• **Work task 1**
In the discussion of overconfidence in scientific methods, why did the writer hold off on consulting a dictionary for the term? Answer in one to three sentences.
• **Work task 2**
Take the discussion of overconfidence in scientific methods further, picking up right after its final sentence.

• **Excerpt provided**
★ ★ ★ ★ ★
Put the term into Google Scholar and you'll find a whole new world of usage...
But I'll also say that for the purpose of this thread, I didn't look it up in the dictionary yet.
In this thread, it seemed appropriate to have the people who wish to discuss or use this term, to define it.
Excessive faith in the scope and accuracy of scientific methods (often with a consequent dismissal of non-scientific knowledge).
Basically a failure to suitably account for the limitations of scientific methods in certain areas and an underestimation of the utility of non-scientific methods in these areas.
Not that I'm denying that this happens, but can you give an example?
Simple historical examples for overstating the scope of scientific methodologies would be the logical positivism of Auguste Comte or the "scientific" approach to history of some Marxists.
Today people tend not to be quite so crude of course, but you see people like Sam Harris advocating a "scientific" morality.
★ ★ ★ ★ ★
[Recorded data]
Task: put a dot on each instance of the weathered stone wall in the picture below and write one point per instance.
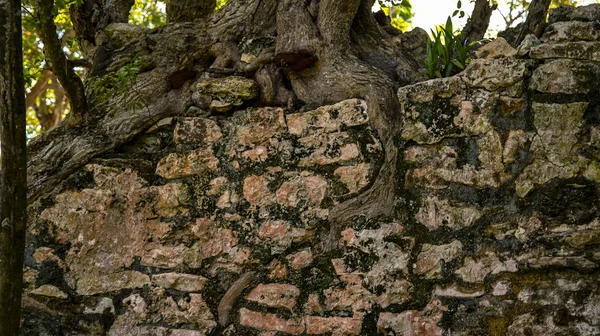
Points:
(214, 224)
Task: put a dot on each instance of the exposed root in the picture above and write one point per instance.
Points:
(229, 298)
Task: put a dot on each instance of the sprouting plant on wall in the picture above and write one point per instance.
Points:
(447, 53)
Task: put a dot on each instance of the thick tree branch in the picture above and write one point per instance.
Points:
(335, 19)
(297, 41)
(69, 80)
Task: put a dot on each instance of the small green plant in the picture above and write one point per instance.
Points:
(447, 54)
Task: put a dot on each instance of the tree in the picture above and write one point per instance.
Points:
(326, 51)
(13, 217)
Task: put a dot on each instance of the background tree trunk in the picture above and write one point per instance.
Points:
(479, 21)
(536, 20)
(13, 217)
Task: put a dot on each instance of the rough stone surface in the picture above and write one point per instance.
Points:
(565, 76)
(495, 228)
(498, 48)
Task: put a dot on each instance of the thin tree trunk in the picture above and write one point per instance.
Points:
(13, 216)
(478, 22)
(536, 20)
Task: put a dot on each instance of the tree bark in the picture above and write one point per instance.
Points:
(536, 20)
(479, 21)
(13, 177)
(328, 50)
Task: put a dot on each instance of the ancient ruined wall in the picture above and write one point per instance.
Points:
(215, 224)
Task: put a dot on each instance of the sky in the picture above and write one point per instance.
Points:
(430, 13)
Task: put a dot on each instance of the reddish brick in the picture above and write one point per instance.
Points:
(275, 295)
(270, 322)
(316, 325)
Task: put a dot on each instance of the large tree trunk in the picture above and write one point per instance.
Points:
(13, 178)
(329, 51)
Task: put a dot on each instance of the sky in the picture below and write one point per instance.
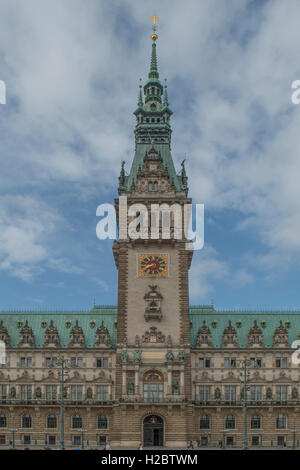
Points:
(72, 71)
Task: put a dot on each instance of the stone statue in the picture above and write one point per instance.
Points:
(137, 356)
(170, 356)
(181, 356)
(124, 357)
(269, 394)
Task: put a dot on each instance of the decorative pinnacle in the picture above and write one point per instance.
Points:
(140, 100)
(154, 19)
(166, 101)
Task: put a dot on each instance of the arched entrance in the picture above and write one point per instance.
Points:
(153, 431)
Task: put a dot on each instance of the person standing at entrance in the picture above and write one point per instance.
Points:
(190, 445)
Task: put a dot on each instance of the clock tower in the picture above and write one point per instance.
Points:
(153, 324)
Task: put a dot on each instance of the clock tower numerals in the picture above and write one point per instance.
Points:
(153, 265)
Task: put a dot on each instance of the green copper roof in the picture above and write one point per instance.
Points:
★ ★ ★ ★ ★
• **Answer section 1**
The writer held off because, in this thread, it seemed appropriate for the people who wish to discuss or use the term to define it themselves.

• **Answer section 2**
In complex domains, the degree to which reductionist methodologies can lead to meaningful insights is certainly questionable too. This would relate to both scope and accuracy.
If you look back at the start of the covid issues, "trust the science" types were insisting there was nothing to worry about, travel bans were unnecessary and masks were harmful. Naive empiricism (there's no evidence masks work!) is a hallmark of scientism.
In terms of dismissing non-scientific knowledge, it's not hard to see people on RF and disparaging things like philosophy as "useless".
As I said though, I don't remember ever hearing the word "scientism" be used in any other context then as a means to try and undermine valid scientific reasoning.